> GOAL
Update the data below so that every instance of "tall lamp post" becomes "street lamp", and leave all other text as it is.
** BEGIN EXERCISE MATERIAL **
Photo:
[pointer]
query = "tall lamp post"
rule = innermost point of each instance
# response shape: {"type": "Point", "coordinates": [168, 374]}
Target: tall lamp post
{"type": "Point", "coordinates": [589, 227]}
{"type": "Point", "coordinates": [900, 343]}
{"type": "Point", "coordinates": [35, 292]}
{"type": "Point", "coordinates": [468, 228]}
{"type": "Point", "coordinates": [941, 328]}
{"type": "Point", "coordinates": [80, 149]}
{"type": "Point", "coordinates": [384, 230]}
** END EXERCISE MATERIAL **
> FINISHED EXERCISE
Photo:
[pointer]
query = "street lamp"
rule = innermost point of each instance
# response shape: {"type": "Point", "coordinates": [168, 374]}
Target: street lamp
{"type": "Point", "coordinates": [589, 227]}
{"type": "Point", "coordinates": [900, 343]}
{"type": "Point", "coordinates": [35, 292]}
{"type": "Point", "coordinates": [468, 228]}
{"type": "Point", "coordinates": [941, 328]}
{"type": "Point", "coordinates": [80, 149]}
{"type": "Point", "coordinates": [384, 230]}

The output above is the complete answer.